Listed records:
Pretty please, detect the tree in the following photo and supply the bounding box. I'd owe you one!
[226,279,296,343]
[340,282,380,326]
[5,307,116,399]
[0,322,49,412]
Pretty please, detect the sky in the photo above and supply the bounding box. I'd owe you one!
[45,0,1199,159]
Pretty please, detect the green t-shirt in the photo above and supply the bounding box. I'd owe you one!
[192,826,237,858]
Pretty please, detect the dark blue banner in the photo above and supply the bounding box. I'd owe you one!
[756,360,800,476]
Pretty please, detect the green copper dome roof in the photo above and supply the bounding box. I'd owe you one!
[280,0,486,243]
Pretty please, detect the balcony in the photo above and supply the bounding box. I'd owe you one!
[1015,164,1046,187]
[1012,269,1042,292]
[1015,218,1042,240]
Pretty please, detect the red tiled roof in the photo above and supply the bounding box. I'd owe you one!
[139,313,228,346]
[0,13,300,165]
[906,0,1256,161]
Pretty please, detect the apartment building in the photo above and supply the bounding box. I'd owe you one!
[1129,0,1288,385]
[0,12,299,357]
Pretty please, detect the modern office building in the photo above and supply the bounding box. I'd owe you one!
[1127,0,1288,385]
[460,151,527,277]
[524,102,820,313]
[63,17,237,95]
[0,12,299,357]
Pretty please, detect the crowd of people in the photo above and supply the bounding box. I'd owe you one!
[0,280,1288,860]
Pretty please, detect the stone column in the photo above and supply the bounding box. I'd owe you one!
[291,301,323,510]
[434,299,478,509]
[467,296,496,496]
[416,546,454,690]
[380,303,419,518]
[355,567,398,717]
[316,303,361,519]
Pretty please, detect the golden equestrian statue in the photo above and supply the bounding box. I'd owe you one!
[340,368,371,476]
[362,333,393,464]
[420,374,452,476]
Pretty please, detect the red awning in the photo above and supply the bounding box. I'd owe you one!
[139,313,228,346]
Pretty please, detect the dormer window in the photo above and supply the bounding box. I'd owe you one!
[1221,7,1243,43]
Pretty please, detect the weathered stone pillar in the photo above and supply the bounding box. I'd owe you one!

Work to do:
Please reproduce every one of the lines above, word for word.

The output:
Pretty please, detect the tree in the following photo and supply the bounding box. I'd owe you one!
[226,279,296,343]
[340,282,380,326]
[5,307,116,399]
[0,322,49,412]
Pretty please, detect the sky in the photo above and supply the bounding box. I'd owe you one!
[45,0,1199,159]
Pretty please, detect the green t-shirt in the photo above and supply the bounding box. I'd owe you one!
[192,826,237,858]
Pretty please, detect the dark blue banner in the photo above and supply the bounding box. I'd owe you one!
[756,360,800,476]
Pretty please, detect the green copper dome roof in the photo above and supply the bounding box. I'd owe you one!
[280,0,486,243]
Pretty please, detect the balcony in the photo above and supply the bounding box. I'd owe you one!
[1015,164,1046,187]
[1012,269,1042,292]
[1015,218,1042,240]
Pretty please, detect the red tiled roof in the photo above and supply the bounding box. I'd owe you one!
[139,313,228,346]
[0,13,300,165]
[906,0,1256,161]
Pretty please, detect the apartment building in the photo above and supply the bounding box. I'd owe you one!
[1129,0,1288,385]
[0,12,299,357]
Pretty please, detect the modern office building in the photo above and supply the bounding box. I'd owe you one!
[1127,0,1288,385]
[460,151,527,277]
[524,102,820,313]
[63,17,237,95]
[0,12,299,357]
Pretty please, detect the crowd of people in the photo above and supply the bounding box. I'd owe you one!
[0,280,1288,860]
Pretty please, detect the stone column in the photo above and supply the bounding box. I'd owe you one!
[291,301,323,510]
[434,299,478,509]
[467,296,496,496]
[416,546,454,690]
[380,303,419,518]
[355,567,398,717]
[316,303,361,519]
Pretty please, detect the golden equestrian statue in the photo above and supply the bounding box. I'd owe you one!
[340,368,371,476]
[362,333,393,464]
[420,374,452,476]
Pretty please, detect the red awning in the photo above and supply the bounding box. I'd owe you one!
[139,313,228,346]
Pretty please, detect the dormer window in the photo above and supply the bounding box. I'd owe you one!
[1221,7,1243,43]
Pretty please, detect the weathered stone pillar in the photo above and supply the bounding box. I'd owe you one!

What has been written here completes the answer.